» **Exercise instructions**: Find every line in the material below that contains the word "sandy" and copy each of those lines. Matches must have the same case.

» **Given records**:
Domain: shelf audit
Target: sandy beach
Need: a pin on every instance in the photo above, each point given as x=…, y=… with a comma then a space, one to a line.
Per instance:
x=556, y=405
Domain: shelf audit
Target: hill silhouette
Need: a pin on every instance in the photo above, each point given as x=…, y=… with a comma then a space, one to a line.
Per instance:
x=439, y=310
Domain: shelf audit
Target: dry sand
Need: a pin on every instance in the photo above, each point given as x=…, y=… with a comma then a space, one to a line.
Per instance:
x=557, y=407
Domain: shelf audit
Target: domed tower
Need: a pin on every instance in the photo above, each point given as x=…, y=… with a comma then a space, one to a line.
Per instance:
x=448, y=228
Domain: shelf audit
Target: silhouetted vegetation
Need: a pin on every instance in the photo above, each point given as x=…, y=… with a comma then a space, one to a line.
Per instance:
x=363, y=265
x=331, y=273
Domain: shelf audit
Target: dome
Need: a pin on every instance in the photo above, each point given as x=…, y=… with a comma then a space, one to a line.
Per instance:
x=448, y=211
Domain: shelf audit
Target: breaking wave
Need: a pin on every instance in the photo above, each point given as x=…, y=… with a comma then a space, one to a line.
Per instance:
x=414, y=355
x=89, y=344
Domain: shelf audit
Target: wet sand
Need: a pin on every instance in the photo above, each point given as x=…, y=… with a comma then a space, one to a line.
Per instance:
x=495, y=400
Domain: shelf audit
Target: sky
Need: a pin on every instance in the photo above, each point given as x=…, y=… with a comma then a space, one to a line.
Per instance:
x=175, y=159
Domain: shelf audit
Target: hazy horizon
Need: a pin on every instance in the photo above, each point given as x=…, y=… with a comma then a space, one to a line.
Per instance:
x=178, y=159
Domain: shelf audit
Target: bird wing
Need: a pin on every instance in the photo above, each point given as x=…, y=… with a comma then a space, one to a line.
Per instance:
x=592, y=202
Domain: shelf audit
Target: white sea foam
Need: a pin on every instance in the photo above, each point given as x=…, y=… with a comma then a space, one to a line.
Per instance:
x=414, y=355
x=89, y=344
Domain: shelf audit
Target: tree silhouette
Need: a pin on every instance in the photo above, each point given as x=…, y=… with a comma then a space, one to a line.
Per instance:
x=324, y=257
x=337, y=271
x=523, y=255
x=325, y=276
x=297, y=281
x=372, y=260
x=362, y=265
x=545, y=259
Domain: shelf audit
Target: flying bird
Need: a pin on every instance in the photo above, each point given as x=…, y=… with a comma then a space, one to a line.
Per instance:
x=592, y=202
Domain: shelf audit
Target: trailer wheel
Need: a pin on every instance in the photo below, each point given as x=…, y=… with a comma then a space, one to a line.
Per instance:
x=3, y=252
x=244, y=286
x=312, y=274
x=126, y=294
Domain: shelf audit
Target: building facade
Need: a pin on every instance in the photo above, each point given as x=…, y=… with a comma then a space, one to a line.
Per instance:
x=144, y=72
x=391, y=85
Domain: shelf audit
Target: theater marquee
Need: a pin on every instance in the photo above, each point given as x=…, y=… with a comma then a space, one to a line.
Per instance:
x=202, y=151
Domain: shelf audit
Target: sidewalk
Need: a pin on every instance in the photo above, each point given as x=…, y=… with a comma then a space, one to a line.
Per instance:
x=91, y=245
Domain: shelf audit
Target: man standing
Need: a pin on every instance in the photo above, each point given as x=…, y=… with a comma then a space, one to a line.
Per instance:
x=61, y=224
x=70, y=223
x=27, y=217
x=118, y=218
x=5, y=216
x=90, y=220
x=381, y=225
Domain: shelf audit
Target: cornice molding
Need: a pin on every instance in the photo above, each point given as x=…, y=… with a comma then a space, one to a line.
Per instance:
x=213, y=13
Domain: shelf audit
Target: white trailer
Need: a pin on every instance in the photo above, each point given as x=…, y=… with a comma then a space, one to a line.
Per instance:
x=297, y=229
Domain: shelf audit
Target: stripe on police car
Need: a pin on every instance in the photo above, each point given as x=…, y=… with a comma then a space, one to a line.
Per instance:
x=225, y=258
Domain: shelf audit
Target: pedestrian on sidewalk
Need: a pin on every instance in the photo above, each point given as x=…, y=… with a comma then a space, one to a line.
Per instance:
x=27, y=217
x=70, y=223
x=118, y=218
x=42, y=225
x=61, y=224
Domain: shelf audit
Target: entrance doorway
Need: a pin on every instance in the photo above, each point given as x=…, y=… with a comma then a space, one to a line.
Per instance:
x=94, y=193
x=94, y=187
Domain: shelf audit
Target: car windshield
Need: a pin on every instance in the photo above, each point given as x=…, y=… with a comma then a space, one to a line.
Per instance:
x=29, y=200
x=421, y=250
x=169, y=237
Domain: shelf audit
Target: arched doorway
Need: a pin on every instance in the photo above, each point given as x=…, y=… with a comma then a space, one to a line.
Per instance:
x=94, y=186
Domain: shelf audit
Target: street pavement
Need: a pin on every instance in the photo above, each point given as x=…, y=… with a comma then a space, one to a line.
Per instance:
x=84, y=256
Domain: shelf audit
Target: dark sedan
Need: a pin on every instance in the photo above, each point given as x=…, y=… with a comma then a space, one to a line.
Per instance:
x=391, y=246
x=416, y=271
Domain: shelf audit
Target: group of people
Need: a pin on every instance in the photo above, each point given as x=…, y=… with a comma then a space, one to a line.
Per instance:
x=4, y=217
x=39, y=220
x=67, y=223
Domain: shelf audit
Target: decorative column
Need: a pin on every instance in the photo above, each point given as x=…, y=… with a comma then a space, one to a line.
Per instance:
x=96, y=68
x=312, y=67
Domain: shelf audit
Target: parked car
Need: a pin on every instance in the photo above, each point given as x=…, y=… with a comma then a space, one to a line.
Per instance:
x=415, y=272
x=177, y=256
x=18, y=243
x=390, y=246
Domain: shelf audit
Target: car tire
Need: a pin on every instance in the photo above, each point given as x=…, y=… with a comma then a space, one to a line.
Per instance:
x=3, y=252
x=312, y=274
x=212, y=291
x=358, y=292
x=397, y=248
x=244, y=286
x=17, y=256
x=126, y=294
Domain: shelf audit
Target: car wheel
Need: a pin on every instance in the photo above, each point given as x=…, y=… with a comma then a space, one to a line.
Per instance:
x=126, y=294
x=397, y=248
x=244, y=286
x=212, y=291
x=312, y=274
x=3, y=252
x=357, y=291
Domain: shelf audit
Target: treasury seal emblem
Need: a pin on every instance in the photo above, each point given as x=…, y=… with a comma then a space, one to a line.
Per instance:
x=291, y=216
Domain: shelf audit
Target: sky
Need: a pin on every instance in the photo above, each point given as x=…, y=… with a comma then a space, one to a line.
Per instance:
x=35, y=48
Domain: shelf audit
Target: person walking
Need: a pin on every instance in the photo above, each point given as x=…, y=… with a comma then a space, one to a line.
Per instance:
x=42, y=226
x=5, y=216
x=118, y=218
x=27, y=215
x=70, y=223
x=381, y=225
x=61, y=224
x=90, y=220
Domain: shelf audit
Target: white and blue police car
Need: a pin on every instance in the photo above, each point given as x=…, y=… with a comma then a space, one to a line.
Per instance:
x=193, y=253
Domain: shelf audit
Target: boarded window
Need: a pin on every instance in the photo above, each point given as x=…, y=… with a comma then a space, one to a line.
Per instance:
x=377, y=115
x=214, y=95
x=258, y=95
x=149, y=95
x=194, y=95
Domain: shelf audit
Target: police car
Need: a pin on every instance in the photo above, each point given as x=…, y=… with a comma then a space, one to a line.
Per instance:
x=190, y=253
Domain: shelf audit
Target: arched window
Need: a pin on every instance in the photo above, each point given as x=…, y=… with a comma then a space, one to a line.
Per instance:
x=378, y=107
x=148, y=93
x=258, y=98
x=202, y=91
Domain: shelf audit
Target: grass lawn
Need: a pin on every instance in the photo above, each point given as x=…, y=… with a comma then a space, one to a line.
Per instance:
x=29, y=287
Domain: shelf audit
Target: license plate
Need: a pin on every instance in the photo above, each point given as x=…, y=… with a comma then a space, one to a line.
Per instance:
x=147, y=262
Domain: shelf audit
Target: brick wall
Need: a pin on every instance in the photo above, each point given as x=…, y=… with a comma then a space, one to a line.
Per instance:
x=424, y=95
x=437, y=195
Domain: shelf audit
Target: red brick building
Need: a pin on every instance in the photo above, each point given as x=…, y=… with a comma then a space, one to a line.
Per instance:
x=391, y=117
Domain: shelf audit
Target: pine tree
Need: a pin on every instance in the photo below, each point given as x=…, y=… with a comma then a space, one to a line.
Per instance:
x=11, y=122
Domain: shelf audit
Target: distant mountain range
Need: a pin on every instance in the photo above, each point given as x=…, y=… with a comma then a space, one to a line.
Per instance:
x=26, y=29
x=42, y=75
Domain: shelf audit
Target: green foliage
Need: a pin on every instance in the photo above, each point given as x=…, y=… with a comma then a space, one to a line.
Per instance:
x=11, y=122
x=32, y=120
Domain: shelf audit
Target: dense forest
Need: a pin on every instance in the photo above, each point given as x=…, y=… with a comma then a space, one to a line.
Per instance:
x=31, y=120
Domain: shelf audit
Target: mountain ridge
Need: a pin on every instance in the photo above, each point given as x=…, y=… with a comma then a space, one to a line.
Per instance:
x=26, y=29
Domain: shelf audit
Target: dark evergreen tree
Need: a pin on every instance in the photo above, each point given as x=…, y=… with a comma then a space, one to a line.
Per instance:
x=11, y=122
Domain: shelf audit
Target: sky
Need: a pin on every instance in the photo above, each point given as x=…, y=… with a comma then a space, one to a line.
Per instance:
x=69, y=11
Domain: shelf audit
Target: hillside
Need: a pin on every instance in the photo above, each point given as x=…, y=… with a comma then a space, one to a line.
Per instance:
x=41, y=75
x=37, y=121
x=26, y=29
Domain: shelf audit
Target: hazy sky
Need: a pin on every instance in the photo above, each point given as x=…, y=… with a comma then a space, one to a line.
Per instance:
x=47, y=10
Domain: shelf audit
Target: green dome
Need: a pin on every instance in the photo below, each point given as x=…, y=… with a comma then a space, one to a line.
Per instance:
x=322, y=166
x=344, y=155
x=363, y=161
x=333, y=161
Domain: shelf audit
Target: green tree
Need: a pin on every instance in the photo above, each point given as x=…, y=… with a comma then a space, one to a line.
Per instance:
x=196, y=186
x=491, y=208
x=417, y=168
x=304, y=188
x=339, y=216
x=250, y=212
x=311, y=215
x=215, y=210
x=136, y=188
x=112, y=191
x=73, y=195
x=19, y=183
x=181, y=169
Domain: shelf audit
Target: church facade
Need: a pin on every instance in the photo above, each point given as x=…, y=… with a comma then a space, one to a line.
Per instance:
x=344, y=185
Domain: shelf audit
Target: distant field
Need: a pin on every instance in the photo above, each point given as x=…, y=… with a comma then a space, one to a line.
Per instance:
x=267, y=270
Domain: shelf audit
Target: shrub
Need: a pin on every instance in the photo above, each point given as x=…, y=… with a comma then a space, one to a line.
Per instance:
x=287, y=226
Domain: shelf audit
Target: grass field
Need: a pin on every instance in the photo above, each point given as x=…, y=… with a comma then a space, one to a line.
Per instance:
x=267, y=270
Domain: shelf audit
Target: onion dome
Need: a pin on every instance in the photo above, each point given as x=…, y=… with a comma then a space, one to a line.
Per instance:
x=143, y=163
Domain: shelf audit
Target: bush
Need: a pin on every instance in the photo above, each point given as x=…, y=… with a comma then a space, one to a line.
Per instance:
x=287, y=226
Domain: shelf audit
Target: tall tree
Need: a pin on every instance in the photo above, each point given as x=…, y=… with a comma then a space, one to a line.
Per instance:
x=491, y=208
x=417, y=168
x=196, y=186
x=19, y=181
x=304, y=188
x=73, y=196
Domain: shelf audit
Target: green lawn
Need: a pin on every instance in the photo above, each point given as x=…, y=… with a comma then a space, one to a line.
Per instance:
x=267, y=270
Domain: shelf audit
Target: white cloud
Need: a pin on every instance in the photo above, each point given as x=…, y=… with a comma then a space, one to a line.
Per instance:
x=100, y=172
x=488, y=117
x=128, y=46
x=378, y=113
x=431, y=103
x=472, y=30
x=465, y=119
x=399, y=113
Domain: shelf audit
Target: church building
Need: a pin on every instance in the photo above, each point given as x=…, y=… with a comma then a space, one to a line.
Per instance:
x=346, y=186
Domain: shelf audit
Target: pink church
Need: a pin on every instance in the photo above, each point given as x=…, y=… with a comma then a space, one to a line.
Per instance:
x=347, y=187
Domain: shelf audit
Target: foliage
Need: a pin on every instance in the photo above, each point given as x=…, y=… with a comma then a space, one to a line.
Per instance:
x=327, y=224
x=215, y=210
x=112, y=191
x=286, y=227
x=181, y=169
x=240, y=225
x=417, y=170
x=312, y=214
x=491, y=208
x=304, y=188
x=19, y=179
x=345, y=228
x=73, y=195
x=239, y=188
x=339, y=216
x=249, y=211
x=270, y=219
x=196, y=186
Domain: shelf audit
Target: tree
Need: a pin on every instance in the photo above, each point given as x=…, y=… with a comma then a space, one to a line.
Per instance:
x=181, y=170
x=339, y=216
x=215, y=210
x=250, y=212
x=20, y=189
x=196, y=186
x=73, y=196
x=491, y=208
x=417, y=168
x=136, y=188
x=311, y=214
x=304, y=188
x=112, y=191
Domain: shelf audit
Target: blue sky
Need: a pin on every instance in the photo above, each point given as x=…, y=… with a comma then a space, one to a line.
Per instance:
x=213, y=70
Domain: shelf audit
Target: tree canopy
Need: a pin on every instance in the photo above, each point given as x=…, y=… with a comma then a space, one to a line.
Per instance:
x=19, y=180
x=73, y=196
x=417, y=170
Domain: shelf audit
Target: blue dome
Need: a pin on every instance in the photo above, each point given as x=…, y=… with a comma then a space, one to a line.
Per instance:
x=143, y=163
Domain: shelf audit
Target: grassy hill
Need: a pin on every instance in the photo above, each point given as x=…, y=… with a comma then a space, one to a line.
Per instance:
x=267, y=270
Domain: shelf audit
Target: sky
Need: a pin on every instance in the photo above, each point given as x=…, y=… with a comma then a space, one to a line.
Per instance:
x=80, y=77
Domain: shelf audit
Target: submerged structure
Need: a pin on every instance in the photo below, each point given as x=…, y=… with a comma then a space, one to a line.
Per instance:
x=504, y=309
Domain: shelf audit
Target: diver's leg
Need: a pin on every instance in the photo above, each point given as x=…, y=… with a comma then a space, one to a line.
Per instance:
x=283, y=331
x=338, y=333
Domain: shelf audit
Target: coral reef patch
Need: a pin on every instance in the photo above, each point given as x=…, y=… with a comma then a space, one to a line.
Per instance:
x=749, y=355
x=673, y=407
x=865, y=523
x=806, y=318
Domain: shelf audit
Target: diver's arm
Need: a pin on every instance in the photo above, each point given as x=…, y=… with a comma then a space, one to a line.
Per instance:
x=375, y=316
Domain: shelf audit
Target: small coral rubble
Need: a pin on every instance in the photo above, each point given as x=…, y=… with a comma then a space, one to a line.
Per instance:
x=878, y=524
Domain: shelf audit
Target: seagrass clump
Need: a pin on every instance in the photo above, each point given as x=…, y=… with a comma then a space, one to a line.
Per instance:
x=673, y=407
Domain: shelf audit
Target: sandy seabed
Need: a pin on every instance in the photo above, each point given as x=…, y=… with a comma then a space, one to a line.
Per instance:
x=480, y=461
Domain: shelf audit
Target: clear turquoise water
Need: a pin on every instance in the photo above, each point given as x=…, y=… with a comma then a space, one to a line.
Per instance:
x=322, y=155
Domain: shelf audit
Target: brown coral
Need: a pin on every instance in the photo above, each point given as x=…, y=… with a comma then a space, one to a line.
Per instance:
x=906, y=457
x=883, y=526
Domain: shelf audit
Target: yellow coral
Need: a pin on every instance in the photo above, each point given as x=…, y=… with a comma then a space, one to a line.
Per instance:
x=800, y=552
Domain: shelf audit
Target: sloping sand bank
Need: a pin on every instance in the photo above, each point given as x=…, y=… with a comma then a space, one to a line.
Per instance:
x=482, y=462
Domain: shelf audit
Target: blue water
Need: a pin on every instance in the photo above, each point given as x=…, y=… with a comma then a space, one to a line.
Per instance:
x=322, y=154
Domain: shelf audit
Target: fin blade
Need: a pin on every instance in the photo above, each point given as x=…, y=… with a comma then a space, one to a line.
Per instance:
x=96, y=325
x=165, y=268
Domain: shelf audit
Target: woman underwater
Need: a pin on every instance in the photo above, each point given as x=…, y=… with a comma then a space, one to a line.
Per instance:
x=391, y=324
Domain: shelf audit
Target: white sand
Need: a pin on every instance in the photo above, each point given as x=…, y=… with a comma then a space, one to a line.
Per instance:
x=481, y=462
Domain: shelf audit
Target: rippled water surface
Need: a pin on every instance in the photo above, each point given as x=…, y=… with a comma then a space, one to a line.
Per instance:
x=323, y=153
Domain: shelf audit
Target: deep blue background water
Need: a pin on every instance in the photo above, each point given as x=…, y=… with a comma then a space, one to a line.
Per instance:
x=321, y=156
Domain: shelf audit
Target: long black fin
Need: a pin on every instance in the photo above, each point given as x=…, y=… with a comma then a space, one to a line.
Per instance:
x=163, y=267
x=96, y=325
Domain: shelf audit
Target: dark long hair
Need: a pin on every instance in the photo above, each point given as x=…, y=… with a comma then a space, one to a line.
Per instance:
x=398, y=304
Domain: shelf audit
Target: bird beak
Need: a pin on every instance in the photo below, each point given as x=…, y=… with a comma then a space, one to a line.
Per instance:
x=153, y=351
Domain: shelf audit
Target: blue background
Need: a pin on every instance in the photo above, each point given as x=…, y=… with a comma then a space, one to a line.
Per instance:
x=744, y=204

» **Written answer**:
Target: sandy beach
Target: sandy seabed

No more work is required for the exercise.